----- Excerpt

The study found that compared to silence, when participants listened to music, their imaginations sparked and they described vivid imaginary social scenes, such as dancing and laughing with other people. 

The study deliberately used folk music (from Italy, Spain and Sweden) due to its strong history of social interaction and its perceived ability to induce social thoughts. Participants listened with and without the lyrics and found the voice was not a prerequisite – the music alone increased social imagination.

The researchers emphasise the need to explore other musical genres and cultural contexts – in particular non-Western genres – to deepen understanding of mental imagery and open more, diverse, and better tailored ways of supporting recreational and clinical use of mental imagery techniques.  

The publicly available dataset collected by the team now includes over 4,000 imagined journeys, complete with sentiment ratings, topic weights, and visual representations.

In a second experiment, a new set of participants were able to look at the AI-generated images and identify which ones were inspired by music or not – but only when they did the task listening to music themselves.  

“This tells us that there is a ‘theory of mind’ when it comes to music-evoked mental imagery,” said Dr Herff.

“That is, people can imagine, what others might be imagining whilst listening to music, which is fascinating.” 

Funding: This work was supported by the Australian Government through the Australian Research Council (ARC) under the Discovery Early Career Researcher Award (DECRA, DE220100961) awarded to Dr Steffen A. Herff, and by the University of Sydney through a Sydney Horizon Fellowship awarded to Dr Steffen A. Herff.

It was also supported by the Swiss National Science Foundation (SNF) under the SPARK grant scheme awarded to Dr Steffen A. Herff (CRSK-1_196567 / 1).

The authors declare no competing interests.

About this music and social neuroscience research news

Author: Elissa Blake
Source: University of Sydney
Contact: Elissa Blake – University of Sydney
Image: The image is credited to Neuroscience News

Original Research: Open access.
Solitary silence and social sounds: music can influence mental imagery, inducing thoughts of social interactions” by Steffen A. Herff et al. Scientific Reports


Abstract

Solitary silence and social sounds: music can influence mental imagery, inducing thoughts of social interactions

The COVID-19 pandemic was accompanied by a marked increase in the use of music listening for self-regulation.

During these challenging times, listeners reported they used music ‘to keep them company’; indicating that they may have turned to music for social solace.

----------
----- Information supplied

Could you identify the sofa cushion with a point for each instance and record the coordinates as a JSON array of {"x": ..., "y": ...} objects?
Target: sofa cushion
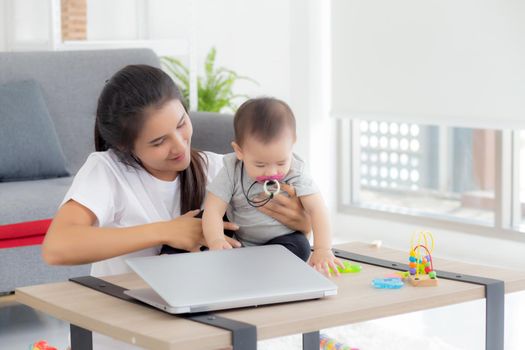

----------

= Things to do =
1: Print the passage from the music and imagery article starting at "In a second" and ending at "said Dr Herff.".
2: According to the music and imagery article, which countries' folk music did the study use?

= Answer set =
1:
In a second experiment, a new set of participants were able to look at the AI-generated images and identify which ones were inspired by music or not – but only when they did the task listening to music themselves.  

“This tells us that there is a ‘theory of mind’ when it comes to music-evoked mental imagery,” said Dr Herff.

2: Italy, Spain and Sweden.